# Task statement
Only the lines of the data below from the one with "like [261, 190]." through the one with "Query: child's arm" are wanted. Repeat them exactly.

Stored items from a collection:
++++++

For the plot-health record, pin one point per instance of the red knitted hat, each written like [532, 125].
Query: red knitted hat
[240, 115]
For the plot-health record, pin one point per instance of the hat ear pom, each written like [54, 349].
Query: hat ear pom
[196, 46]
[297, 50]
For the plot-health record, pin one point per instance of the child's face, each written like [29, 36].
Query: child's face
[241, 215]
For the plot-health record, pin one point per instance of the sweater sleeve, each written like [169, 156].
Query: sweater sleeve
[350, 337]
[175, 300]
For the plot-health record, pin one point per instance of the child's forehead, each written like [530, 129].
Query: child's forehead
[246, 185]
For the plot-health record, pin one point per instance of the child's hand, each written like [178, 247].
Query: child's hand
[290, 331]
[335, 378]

++++++

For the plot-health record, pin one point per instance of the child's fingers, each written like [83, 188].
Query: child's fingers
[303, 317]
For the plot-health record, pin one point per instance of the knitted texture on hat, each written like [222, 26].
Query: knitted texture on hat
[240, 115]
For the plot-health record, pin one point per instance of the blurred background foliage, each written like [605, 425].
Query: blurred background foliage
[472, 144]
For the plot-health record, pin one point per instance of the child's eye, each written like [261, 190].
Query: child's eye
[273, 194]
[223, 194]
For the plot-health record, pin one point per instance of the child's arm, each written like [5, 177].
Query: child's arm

++++++

# Response below
For the plot-health record, pin one point per instance of the child's eye, each written like [261, 190].
Query: child's eye
[273, 194]
[223, 194]
For the plot-health record, pin one point per instance of the child's arm, each written like [5, 177].
Query: child's arm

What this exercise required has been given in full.